* Directive: Output exactly the lines from the line with "Can you see the sky" through the end of the records below. Include nothing else.

-- Data provided start --

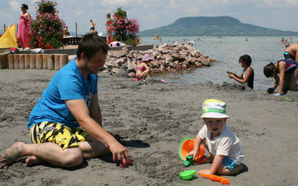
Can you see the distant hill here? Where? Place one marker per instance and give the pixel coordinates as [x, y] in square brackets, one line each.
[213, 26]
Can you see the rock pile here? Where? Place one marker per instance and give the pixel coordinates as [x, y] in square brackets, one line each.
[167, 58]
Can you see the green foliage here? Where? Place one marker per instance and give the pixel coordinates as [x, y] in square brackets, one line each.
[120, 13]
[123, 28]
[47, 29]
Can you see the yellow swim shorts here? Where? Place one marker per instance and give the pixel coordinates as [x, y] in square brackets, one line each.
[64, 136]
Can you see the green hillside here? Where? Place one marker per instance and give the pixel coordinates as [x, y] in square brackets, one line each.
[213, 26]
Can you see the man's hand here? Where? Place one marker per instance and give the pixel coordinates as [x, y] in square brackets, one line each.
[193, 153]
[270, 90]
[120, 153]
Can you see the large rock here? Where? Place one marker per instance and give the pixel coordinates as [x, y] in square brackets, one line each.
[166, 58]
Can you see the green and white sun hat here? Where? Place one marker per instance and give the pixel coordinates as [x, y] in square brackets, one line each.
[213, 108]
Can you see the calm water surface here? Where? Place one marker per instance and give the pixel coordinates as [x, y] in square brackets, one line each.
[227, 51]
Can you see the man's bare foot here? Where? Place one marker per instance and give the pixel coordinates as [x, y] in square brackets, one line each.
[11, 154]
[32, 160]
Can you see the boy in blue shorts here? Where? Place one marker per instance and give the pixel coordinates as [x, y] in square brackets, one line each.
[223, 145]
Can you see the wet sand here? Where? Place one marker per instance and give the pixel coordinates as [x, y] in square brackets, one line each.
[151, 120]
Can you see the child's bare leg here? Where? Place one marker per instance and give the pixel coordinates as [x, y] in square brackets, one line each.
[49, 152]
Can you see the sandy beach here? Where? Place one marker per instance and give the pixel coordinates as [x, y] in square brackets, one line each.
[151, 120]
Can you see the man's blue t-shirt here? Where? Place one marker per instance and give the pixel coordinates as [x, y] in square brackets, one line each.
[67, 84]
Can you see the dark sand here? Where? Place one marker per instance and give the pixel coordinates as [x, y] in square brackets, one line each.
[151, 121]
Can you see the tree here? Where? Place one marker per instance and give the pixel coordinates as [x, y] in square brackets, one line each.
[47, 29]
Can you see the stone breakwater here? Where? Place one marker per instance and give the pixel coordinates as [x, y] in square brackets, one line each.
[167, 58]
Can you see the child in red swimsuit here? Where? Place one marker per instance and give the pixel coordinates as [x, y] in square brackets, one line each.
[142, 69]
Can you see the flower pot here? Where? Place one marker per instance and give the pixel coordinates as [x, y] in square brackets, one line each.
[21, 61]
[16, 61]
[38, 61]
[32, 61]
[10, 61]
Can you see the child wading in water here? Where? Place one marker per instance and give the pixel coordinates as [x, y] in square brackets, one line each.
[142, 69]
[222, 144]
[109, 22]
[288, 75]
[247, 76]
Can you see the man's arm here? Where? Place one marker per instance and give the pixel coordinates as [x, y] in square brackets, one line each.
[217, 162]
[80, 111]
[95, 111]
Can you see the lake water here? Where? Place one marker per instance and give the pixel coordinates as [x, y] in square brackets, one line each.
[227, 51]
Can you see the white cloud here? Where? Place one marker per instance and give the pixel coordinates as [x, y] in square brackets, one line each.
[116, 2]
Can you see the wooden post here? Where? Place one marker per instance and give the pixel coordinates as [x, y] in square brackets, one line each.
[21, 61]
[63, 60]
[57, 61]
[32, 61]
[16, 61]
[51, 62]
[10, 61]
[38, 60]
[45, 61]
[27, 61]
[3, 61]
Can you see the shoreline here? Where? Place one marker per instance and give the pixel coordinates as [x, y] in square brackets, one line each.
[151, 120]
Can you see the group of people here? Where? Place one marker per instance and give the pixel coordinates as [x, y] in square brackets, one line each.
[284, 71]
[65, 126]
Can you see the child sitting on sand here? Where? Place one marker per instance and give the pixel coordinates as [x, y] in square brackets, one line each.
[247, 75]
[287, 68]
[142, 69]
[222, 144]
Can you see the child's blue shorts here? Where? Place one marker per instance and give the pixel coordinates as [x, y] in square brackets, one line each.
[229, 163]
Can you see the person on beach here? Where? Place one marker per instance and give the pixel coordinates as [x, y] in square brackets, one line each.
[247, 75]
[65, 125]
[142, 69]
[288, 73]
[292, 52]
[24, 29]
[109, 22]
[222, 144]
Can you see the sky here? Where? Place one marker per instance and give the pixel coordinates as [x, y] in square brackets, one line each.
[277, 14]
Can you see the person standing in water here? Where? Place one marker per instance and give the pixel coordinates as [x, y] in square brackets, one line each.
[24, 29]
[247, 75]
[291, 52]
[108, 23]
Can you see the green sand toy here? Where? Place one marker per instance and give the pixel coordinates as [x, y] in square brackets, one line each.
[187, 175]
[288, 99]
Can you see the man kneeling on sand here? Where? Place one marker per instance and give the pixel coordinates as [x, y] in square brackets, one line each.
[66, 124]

-- Data provided end --

* Task answer:
Can you see the sky here? Where? Place one marker per instance and give the pixel coordinates as [x, y] in square brackets, one line each.
[277, 14]
Can you see the person standing in water here? Where? Place one marker per instance and give the pixel coordinates as [x, y] in square brackets, one line each.
[24, 29]
[247, 75]
[291, 52]
[108, 23]
Can you see the green sand toy here? Where? Place one marker per instance and give the pixel coordinates as [x, y] in square brackets, one line each.
[187, 175]
[288, 99]
Can you see the man kneeling on sand here? Where? Place one marker per instance and give the pixel coordinates as [x, y] in square brackets, one line each.
[66, 124]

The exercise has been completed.